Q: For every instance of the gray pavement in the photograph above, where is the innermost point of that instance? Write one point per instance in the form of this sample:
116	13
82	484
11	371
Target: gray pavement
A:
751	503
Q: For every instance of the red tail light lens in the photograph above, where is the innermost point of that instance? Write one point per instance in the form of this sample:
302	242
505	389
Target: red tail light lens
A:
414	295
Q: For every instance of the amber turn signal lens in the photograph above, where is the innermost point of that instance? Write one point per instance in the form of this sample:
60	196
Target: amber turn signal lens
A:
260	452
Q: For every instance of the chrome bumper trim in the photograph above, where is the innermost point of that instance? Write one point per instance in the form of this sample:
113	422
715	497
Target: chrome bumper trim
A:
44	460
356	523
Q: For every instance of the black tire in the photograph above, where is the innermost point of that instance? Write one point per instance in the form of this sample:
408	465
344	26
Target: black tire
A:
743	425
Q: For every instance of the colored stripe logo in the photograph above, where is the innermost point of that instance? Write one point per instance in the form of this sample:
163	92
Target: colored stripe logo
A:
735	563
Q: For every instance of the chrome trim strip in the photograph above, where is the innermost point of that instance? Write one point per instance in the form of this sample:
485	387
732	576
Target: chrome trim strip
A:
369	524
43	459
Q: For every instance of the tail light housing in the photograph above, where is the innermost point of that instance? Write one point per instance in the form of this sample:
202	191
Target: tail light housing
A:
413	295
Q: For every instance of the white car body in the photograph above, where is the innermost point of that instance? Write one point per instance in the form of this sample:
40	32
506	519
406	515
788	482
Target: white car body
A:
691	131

- [What needs to be done]: Output the listing in full. Leave every line unchanged.

- [Task response]:
Q: For every instance of the gray pavement in the photograph above, where is the innermost point of that instance? Write one point per instance in the form of this sample:
116	13
82	484
11	371
Target: gray pavement
A:
751	503
Q: For every instance of the red tail light lens in the photograph above, where is the innermost point of that instance? Write one point per instance in the form of this sample:
302	242
505	389
Target: red tail light lens
A:
414	295
Q: For every instance of the amber turn signal lens in the photograph above, where is the innermost point of that instance? Write one point per instance in the form of this sample:
60	196
Target: amber turn signal lens
A:
260	452
Q: For every instance of the chrome bumper trim in the photograph above, where is the innermost point of that instance? Write one point per instance in the form of this sample:
113	422
715	497
Target: chrome bumper trim
A:
44	460
356	523
Q: For every instance of the black tire in the photograph above, where is the innermost point of that instance? Write one point per instance in the form of this sample:
408	465
344	26
Target: black tire
A:
743	425
Q: For every instance of the colored stripe logo in the photograph above, where is the innermost point of that instance? Write one point per instance in the form of this sample:
163	92
Target: colored stripe logo
A:
735	563
Q: For every instance of the chrome trim strip in the photograph above, where is the innermost point of that instance? Write one point per instance in the form of this sample:
485	387
732	576
Target: chrome trim strip
A:
369	524
43	459
Q: For every instance of the tail light housing in the photograph above, where is the innermost point of that instance? Write one point per instance in the form of this sample:
202	191
Target: tail light housing
A:
413	295
Q: For every instance of the white car body in the photograph above, where is the innermost point of that instance? Write one point per instance in the form of this sample:
40	32
506	519
406	515
788	482
Target: white car body
A:
691	131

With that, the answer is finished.